── Data listing

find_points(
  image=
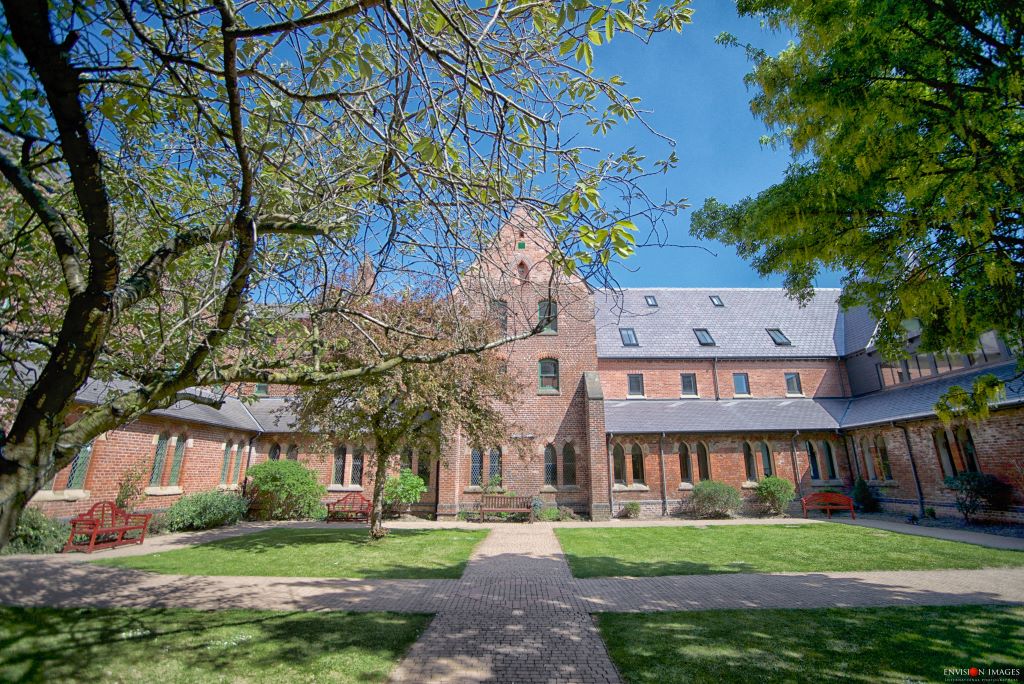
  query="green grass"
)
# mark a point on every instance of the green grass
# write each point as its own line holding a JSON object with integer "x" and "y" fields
{"x": 640, "y": 552}
{"x": 404, "y": 554}
{"x": 866, "y": 645}
{"x": 178, "y": 645}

────

Copy the records word for word, leaving no picture in the copy.

Written answer
find_points(
  image=
  query="green grass"
)
# mark a point on every instance of the green grass
# write each point as its own line holding a JSON object with integer "x" and "y" fields
{"x": 640, "y": 552}
{"x": 404, "y": 554}
{"x": 866, "y": 645}
{"x": 178, "y": 645}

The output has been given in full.